Testo citato:
= = = =
12/03/2015
L'art. 18 dello Statuto dei lavoratori, che con la nuova normativa del jobs act non si applica più ai nuovi rapporti di lavoro a tutele crescenti instaurati dal 7 marzo 2015, ben può essere oggetto di una specifica pattuizione tra il lavoratore e l’azienda o tra le organizzazioni sindacali e l’azienda stessa da inserire tra le varie condizioni di lavoro come la misura della retribuzione, l’uso dell’autovettura aziendale, il numero delle giornate di ferie etc.
Con un accordo specifico, le parti individuali o collettive, possono estendere le garanzie della reintegrazione nel posto di lavoro, prevedendo questa particolare tutela sia nella forma pesante, rappresentata dall’art. 18, nella sua formulazione originaria del 1970, che nella versione leggera della legge Fornero del 2012.
= = = =
Dati:
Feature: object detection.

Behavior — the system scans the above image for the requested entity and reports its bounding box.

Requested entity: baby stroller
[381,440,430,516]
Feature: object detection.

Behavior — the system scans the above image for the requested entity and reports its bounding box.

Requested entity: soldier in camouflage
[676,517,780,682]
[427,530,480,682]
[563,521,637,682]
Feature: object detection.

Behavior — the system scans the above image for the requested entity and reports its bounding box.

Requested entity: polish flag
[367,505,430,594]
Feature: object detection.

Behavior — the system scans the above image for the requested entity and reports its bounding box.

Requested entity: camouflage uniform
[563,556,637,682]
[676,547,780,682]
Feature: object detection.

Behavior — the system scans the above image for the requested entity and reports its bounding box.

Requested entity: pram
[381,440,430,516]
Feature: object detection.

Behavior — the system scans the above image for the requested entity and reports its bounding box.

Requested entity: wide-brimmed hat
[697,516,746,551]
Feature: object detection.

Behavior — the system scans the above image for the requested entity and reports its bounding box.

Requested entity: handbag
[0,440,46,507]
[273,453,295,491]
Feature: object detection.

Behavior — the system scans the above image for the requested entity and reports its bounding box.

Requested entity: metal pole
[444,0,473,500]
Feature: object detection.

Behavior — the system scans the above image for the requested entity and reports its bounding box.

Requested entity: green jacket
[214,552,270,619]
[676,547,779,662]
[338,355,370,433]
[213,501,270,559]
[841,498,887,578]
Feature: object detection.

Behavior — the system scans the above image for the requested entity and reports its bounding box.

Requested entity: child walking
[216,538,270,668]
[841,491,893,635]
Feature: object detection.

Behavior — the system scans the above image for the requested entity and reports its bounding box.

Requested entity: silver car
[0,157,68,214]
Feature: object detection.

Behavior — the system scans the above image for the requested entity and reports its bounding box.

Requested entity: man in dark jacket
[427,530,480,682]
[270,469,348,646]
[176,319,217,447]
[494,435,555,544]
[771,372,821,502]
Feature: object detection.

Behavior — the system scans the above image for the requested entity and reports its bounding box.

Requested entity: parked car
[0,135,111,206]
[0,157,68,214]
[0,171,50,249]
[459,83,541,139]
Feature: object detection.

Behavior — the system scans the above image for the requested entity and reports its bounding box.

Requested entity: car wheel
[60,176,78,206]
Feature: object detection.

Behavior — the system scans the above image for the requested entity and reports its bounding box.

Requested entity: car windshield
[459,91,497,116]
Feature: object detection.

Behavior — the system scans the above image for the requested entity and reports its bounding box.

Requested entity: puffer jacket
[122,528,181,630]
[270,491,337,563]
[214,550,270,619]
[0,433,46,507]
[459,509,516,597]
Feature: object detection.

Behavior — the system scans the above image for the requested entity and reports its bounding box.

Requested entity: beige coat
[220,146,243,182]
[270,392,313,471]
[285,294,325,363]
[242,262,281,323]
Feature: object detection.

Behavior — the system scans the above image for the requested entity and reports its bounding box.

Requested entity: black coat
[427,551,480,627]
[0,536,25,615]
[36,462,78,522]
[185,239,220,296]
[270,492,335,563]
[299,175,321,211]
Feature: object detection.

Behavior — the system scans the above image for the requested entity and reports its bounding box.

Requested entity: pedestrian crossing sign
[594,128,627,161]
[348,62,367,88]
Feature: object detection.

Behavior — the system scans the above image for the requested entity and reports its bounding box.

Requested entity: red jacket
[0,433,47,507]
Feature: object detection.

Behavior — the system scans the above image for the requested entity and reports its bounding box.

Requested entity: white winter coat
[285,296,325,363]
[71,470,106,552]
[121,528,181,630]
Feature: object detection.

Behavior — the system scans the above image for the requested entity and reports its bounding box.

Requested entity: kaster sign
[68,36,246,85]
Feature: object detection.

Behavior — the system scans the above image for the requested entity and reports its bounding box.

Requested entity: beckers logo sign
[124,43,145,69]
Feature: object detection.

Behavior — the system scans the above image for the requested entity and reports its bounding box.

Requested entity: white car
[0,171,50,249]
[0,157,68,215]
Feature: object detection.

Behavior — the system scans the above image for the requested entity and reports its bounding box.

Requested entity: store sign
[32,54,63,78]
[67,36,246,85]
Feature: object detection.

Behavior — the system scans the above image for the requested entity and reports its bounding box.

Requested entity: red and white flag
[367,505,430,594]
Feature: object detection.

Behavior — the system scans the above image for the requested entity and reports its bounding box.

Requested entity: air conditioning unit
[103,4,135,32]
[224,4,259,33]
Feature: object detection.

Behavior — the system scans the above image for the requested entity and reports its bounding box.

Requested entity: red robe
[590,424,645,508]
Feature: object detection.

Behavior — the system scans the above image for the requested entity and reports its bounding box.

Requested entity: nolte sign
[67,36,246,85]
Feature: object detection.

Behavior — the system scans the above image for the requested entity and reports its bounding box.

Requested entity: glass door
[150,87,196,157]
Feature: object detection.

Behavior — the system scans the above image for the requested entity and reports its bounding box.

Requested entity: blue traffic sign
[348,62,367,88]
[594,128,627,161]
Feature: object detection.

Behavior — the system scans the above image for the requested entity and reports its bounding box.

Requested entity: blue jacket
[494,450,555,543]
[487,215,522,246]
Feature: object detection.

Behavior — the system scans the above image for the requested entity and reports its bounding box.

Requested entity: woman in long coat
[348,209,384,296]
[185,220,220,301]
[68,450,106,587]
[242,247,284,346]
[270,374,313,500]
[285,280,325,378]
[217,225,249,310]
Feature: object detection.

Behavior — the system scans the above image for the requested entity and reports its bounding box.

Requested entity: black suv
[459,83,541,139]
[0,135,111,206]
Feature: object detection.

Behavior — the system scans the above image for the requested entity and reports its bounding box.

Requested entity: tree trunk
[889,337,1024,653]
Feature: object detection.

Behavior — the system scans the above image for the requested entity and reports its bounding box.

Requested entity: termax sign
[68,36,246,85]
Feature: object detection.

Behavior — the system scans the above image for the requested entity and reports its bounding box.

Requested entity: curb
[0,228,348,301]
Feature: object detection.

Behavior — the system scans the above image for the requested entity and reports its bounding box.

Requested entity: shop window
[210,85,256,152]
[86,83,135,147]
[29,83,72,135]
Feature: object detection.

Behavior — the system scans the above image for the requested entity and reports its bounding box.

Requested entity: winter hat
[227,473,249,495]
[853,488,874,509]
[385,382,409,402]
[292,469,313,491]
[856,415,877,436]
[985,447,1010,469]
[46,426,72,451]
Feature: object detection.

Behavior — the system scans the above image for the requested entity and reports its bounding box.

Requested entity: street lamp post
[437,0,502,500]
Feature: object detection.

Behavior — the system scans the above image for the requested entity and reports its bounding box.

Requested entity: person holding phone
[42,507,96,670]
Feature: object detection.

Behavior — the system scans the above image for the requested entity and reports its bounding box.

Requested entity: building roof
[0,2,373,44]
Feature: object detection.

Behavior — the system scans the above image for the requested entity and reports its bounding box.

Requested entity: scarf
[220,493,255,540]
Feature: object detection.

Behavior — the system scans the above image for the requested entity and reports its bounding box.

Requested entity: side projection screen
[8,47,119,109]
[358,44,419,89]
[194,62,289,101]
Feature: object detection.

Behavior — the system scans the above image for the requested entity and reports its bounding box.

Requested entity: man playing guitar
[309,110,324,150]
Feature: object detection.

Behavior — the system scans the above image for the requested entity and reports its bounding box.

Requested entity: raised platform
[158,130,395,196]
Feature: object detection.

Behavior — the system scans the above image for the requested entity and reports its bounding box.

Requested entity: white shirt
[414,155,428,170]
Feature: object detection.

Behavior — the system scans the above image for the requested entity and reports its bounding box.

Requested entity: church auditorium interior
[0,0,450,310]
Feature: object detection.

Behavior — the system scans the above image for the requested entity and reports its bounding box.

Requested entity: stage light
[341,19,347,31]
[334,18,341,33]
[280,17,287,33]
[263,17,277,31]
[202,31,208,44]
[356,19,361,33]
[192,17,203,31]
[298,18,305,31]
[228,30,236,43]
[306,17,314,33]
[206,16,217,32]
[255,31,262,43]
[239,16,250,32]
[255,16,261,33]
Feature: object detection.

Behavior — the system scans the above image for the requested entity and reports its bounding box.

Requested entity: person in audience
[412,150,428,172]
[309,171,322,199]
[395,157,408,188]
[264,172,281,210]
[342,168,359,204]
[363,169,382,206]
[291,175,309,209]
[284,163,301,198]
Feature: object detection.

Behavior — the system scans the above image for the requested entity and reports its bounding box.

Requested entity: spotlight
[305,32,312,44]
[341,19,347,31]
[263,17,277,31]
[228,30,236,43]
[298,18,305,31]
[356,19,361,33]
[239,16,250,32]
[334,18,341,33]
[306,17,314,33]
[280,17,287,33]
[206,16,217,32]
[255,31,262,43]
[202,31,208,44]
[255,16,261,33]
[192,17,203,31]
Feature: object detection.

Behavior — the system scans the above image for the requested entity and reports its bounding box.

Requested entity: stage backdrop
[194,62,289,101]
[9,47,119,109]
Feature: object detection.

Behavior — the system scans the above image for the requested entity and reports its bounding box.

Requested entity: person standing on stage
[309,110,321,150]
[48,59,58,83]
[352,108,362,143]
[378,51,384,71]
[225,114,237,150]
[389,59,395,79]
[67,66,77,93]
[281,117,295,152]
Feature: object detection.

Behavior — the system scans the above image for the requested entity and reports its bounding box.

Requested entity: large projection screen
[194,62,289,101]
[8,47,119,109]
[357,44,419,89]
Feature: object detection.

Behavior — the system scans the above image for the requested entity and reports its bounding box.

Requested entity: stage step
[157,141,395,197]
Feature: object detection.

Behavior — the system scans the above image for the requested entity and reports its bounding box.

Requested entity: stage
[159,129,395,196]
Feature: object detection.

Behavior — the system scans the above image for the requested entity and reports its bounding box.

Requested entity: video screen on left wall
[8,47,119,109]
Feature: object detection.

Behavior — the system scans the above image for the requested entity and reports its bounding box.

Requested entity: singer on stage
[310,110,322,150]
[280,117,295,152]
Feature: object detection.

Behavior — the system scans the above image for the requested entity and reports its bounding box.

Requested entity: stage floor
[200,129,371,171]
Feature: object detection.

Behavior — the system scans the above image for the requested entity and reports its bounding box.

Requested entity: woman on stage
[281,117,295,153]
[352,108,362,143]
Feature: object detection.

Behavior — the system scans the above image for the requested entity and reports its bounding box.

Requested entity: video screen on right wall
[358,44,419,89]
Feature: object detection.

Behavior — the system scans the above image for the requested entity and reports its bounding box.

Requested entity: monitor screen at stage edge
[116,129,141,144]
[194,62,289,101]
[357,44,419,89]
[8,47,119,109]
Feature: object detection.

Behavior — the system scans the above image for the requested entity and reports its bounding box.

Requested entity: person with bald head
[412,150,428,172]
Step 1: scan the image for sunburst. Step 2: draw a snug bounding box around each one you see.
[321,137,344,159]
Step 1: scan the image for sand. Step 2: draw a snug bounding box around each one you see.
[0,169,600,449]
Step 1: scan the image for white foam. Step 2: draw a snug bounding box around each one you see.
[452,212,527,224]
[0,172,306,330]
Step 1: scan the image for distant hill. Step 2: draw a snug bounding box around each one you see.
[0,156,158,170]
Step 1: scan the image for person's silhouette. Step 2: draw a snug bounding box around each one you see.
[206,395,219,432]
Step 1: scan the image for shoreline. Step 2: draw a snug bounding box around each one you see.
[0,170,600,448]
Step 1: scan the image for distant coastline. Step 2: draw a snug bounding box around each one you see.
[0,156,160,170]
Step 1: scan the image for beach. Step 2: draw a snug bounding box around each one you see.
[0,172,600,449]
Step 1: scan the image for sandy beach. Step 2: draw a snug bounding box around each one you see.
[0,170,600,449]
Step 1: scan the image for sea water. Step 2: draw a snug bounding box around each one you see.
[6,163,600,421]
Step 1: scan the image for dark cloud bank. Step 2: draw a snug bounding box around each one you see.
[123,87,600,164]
= = = =
Obiettivi:
1. Ripeti per intero e senza modifiche il testo sull'articolo 18 dello Statuto dei lavoratori.
2. Individua e copia tutte le righe che contengono la stringa "distant", distinguendo tra maiuscole e minuscole.

Le soluzioni:
1.
12/03/2015
L'art. 18 dello Statuto dei lavoratori, che con la nuova normativa del jobs act non si applica più ai nuovi rapporti di lavoro a tutele crescenti instaurati dal 7 marzo 2015, ben può essere oggetto di una specifica pattuizione tra il lavoratore e l’azienda o tra le organizzazioni sindacali e l’azienda stessa da inserire tra le varie condizioni di lavoro come la misura della retribuzione, l’uso dell’autovettura aziendale, il numero delle giornate di ferie etc.
Con un accordo specifico, le parti individuali o collettive, possono estendere le garanzie della reintegrazione nel posto di lavoro, prevedendo questa particolare tutela sia nella forma pesante, rappresentata dall’art. 18, nella sua formulazione originaria del 1970, che nella versione leggera della legge Fornero del 2012.

2.
Step 1: scan the image for distant hill. Step 2: draw a snug bounding box around each one you see.
Step 1: scan the image for distant coastline. Step 2: draw a snug bounding box around each one you see.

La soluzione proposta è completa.